In the material below, lay out the lines running from the one that holds "Extract shadow on grass from this picture." through the one that holds "116;762;395;896", both included, as a JSON list of strings with one string per line, skipping any blank lines.

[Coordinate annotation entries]
>> start
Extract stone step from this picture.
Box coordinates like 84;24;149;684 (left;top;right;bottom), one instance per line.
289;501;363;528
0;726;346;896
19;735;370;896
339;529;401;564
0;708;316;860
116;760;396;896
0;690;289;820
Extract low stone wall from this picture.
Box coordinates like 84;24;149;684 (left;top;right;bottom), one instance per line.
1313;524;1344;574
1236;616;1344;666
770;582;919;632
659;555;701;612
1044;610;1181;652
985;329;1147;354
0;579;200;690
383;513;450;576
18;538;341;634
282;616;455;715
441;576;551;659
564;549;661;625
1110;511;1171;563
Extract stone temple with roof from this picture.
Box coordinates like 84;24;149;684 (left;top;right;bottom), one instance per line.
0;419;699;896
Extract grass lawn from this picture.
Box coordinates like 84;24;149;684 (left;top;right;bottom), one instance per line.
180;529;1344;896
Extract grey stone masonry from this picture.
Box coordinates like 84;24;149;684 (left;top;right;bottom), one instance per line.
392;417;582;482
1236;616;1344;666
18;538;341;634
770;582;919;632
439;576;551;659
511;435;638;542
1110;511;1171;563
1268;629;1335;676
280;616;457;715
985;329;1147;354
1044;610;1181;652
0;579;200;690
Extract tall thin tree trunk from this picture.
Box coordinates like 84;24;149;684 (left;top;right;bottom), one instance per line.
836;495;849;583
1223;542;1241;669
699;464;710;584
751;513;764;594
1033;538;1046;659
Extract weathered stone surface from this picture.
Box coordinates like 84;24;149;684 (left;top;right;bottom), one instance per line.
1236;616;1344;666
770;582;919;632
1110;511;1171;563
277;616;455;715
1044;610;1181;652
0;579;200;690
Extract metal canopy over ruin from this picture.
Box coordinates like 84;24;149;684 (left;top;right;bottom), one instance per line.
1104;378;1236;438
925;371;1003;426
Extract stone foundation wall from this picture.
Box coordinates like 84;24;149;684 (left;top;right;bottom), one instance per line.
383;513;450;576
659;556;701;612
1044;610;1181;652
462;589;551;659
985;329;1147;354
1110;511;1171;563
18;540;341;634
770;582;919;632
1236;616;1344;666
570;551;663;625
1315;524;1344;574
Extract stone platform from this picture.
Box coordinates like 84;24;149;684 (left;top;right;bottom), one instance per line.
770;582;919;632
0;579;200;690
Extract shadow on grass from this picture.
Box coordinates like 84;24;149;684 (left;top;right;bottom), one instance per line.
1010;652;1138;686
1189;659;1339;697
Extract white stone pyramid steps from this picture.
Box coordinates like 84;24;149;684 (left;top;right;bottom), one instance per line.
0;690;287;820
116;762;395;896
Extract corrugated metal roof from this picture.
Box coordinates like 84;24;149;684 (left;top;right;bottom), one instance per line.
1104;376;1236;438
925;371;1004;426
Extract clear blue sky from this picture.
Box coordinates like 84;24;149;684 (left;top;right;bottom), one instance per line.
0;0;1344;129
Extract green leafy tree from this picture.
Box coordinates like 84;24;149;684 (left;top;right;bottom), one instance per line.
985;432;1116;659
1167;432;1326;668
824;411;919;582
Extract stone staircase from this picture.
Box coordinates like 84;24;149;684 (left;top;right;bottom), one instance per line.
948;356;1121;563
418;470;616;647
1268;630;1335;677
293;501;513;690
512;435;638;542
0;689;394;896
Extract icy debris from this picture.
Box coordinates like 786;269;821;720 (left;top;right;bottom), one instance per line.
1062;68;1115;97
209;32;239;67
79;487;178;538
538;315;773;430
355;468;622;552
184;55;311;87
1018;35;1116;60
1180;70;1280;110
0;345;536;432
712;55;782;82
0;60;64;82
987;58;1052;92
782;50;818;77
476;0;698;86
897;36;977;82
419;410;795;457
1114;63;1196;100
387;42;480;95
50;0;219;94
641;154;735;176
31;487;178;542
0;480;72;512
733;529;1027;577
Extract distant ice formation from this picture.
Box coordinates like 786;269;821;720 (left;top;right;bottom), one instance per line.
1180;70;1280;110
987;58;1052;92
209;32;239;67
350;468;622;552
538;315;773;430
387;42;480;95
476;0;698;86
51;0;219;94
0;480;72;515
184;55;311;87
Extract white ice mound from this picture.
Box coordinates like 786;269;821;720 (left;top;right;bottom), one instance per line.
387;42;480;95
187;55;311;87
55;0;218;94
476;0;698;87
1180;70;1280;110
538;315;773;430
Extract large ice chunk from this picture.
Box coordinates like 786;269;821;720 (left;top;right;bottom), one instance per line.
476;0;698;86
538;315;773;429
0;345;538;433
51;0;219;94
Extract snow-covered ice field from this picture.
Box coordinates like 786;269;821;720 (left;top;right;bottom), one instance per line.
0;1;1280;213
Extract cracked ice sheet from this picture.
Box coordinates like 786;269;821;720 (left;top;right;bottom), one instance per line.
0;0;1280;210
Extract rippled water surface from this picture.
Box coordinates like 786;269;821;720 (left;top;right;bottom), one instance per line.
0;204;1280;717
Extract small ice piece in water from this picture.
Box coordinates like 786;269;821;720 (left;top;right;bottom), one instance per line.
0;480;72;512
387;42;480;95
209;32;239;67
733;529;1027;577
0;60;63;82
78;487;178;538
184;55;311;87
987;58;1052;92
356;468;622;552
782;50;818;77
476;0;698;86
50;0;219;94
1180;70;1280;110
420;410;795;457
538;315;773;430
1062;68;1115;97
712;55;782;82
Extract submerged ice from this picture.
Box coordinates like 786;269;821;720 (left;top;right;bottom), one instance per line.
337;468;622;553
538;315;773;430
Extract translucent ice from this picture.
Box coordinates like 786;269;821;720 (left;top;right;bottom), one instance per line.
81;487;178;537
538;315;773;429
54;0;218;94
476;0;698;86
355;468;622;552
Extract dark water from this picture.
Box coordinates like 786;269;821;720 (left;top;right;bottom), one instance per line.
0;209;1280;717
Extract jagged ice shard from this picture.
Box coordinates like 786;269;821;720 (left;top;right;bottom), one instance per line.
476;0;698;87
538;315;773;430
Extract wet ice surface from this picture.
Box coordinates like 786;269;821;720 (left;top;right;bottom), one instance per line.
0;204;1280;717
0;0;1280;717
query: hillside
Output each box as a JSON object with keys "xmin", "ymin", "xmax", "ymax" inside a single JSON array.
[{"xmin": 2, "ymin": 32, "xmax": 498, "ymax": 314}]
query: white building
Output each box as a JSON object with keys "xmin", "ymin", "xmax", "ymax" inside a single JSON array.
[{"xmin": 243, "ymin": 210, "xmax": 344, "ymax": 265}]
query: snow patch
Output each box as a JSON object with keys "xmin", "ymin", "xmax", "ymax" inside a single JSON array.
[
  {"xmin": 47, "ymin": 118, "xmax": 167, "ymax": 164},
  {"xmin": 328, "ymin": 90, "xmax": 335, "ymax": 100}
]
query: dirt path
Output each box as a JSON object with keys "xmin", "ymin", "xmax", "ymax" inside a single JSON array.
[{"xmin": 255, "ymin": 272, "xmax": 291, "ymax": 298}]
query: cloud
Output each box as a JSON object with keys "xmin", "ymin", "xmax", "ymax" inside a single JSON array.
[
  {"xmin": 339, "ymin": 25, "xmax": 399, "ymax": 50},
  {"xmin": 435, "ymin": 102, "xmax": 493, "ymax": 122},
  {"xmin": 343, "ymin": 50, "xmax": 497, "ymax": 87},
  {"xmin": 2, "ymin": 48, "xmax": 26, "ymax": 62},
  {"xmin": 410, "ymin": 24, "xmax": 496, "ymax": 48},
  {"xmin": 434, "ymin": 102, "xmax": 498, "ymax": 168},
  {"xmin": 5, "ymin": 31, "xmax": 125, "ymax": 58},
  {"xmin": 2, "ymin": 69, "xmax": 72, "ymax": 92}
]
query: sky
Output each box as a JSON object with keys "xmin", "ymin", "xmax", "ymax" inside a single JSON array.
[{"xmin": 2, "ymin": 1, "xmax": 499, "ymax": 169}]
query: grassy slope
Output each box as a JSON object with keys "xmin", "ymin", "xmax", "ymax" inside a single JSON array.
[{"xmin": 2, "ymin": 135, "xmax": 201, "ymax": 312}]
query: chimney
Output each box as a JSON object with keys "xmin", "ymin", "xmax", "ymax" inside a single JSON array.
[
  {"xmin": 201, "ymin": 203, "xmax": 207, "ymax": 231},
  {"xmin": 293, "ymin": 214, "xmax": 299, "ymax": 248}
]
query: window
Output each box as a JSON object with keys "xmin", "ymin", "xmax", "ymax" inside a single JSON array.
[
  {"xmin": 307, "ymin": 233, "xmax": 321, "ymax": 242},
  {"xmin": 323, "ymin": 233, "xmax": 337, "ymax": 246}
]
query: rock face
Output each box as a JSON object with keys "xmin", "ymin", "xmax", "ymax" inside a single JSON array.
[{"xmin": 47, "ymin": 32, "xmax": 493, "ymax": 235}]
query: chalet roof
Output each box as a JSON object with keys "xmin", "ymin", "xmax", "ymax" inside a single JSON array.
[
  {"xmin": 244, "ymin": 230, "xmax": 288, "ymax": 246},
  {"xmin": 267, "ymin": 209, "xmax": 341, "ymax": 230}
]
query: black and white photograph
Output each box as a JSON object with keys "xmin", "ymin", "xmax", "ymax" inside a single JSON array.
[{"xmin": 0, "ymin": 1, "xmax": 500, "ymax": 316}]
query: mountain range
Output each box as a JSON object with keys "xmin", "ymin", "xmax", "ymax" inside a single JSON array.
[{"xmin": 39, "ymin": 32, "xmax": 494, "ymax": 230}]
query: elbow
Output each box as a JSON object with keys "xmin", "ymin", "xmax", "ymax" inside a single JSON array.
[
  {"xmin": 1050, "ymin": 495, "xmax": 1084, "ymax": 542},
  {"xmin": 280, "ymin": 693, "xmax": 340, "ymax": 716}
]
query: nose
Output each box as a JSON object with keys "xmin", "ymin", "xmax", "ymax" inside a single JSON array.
>> end
Answer to this exercise =>
[
  "Extract shadow on grass from this picture.",
  "Box coordinates like 84;24;149;684 (left;top;right;bottom), one instance per line.",
  "1010;652;1138;686",
  "1189;659;1339;697",
  "Extract white stone pyramid steps from this picture.",
  "Box coordinates like 84;24;149;684 (left;top;right;bottom), one instance per line.",
  "0;690;287;820",
  "116;762;395;896"
]